Friday, July 30, 2010

Integral Masculinity Panel: Are Deida & Farrell Integral? Mark Forman, Bert Parlee, Diane Hamilton, Pelle Billing, Gilles Herrada & Me #itc2010

Wow, that was fun. And that comes from someone with social anxiety who watched the room fill up and became increasingly terrified.

I had no idea so many people would attend, but then Diane Hamilton and Bert Parlee fall into the category of integral rock stars, so I should have guessed that might happen. And, Luke Fullager was missed - as he was unable to make the trip from Australia.

We really didn't talk that much about Deida and Farrell, aside from using them as touchstones for various issues. The general consensus is that they are not AQAL-integral, but that they are perhaps working from an integral perspective. In fact, Diane called David before the conference and asked him - his response was, "Of course I am not integral, integral is a map." He basically went on to say that he helps people untie spiritual and sexual knots in their lives - that is his mission.

### Jobs:
1. Summarize the blog post about the integral masculinity panel in two sentences.
2. Copy the blog post word for word, starting at "Wow, that was" and ending at "trip from Australia.".
The material that comes next has no connection to the blog post.

### Excerpted data:
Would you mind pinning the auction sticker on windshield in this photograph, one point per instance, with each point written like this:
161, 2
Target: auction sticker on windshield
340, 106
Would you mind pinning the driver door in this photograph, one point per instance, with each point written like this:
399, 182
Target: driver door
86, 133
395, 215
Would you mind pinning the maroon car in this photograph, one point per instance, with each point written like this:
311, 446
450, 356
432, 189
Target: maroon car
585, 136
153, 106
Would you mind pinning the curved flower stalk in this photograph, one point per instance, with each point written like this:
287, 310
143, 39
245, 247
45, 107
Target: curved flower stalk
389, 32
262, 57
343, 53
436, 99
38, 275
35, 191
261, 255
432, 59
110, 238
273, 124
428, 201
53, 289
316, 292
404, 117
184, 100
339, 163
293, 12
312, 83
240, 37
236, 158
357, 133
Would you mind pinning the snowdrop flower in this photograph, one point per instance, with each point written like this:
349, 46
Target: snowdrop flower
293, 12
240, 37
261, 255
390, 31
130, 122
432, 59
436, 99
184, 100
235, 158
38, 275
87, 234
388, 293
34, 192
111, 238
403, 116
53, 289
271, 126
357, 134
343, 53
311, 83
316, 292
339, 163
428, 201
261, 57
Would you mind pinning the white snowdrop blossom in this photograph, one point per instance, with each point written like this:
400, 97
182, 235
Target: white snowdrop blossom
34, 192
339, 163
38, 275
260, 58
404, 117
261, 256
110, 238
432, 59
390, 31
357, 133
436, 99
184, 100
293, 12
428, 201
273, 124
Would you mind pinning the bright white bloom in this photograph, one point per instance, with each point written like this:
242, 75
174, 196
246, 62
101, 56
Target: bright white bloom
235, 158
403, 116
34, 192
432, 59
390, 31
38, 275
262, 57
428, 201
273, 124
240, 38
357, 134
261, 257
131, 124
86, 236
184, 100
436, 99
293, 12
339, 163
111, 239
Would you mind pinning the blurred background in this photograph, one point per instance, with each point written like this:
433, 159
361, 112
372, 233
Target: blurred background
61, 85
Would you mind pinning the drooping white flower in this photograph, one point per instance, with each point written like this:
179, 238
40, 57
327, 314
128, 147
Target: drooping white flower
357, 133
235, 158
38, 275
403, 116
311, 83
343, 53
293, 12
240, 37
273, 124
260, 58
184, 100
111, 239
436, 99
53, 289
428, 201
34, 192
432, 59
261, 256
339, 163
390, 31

### Results of the tasks:
1. Despite social anxiety, the writer enjoyed an integral masculinity panel that drew a larger crowd than expected, which the presence of Diane Hamilton and Bert Parlee, described as integral rock stars, might have foretold. The panel used Deida and Farrell mainly as touchstones, with a general consensus that they are not AQAL-integral but perhaps work from an integral perspective, and when Diane asked David before the conference, he answered that he is not integral because integral is a map.

2.
Wow, that was fun. And that comes from someone with social anxiety who watched the room fill up and became increasingly terrified.

I had no idea so many people would attend, but then Diane Hamilton and Bert Parlee fall into the category of integral rock stars, so I should have guessed that might happen. And, Luke Fullager was missed - as he was unable to make the trip from Australia.